(ACTION ITEM): Keep to one stretch of the data below, the lines from the one with "of the long" up to and including the one with "of the man's", and return that stretch exactly.
Top of MATERIAL FOR THE TASK
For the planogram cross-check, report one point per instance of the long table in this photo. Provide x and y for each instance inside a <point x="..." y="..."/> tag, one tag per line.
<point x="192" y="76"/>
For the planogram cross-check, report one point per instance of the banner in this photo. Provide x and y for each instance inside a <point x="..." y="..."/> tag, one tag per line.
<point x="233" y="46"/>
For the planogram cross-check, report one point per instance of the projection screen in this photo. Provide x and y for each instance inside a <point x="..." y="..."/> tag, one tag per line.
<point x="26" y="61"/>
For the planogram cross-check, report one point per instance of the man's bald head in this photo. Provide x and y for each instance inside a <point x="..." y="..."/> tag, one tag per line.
Bottom of MATERIAL FOR THE TASK
Top of MATERIAL FOR THE TASK
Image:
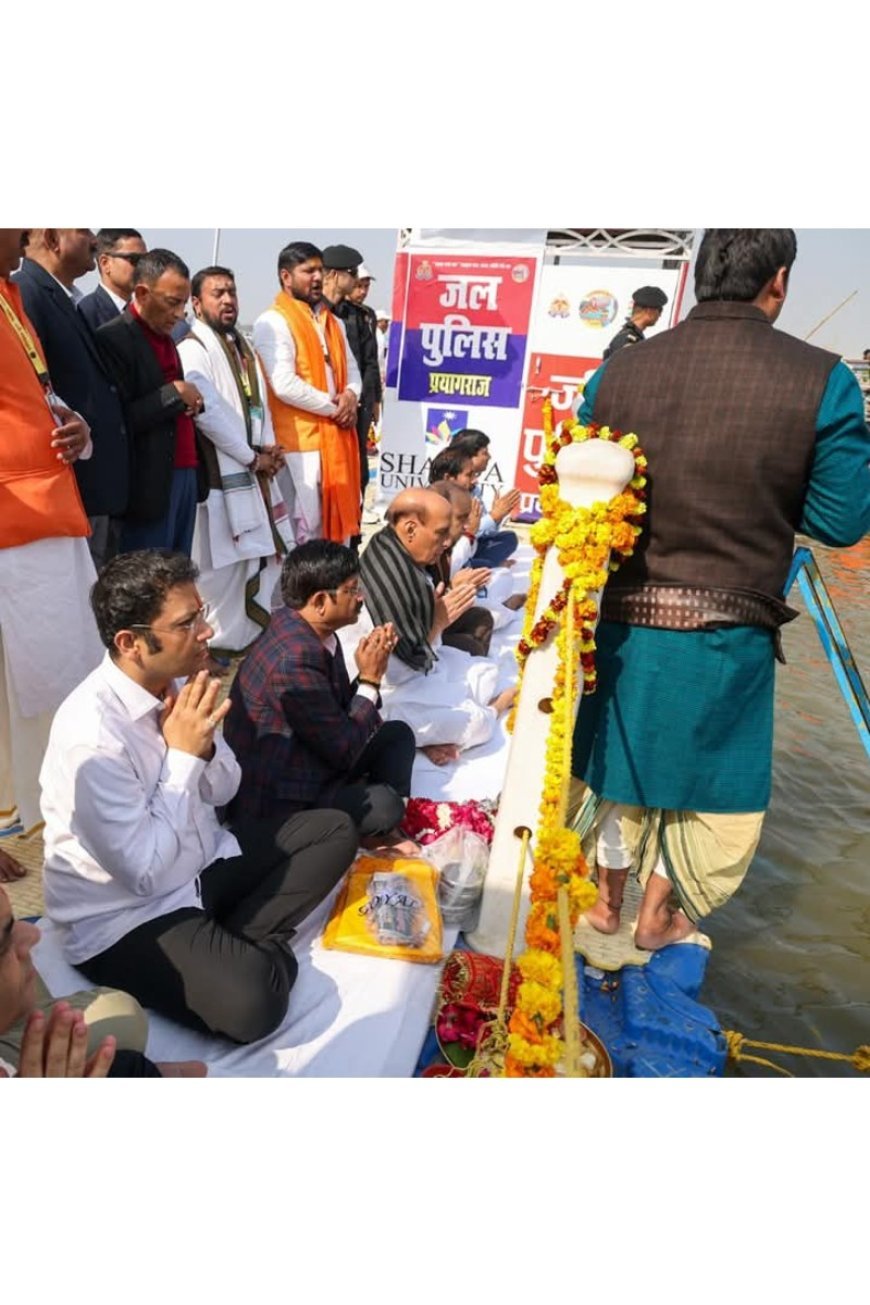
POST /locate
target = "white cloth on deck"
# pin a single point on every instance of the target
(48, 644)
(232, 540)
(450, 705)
Bottom of MATERIAL FOR THE TASK
Top of MATERIAL FOR THE TASK
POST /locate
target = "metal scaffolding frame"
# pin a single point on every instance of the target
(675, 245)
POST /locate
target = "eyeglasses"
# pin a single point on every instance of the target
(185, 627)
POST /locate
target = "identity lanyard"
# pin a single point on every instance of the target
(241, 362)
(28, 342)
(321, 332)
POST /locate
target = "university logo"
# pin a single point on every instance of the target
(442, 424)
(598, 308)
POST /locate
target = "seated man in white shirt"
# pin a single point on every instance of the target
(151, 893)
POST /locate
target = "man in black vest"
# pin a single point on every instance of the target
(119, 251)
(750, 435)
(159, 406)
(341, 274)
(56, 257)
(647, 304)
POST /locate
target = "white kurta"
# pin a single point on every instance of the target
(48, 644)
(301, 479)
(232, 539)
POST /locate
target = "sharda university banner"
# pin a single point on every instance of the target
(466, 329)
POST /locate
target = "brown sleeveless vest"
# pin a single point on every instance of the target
Bottom of MATERIAL FOR THE TASK
(PROBLEM SOLUTION):
For the planogram cross-check, report one point per instance of the long table in this photo. Provide x and y for each instance inside a <point x="..." y="..."/> tag, one tag per line.
<point x="192" y="76"/>
For the planogram cross-check, report one point per instance of the banner in this photo. Provide x and y for each instance inside a <point x="..." y="..."/> tag, one tag per line.
<point x="233" y="46"/>
For the planogram cross-check, report one point per instance of the projection screen in this photo. Provide x and y for each instance inside a <point x="..." y="..."/> tag, one tag per line.
<point x="26" y="61"/>
For the planogram cross-check, report one point per instance of the man's bald head in this photo. Provide x and y for each instance inside a <point x="..." y="..."/> tag, one tag per line.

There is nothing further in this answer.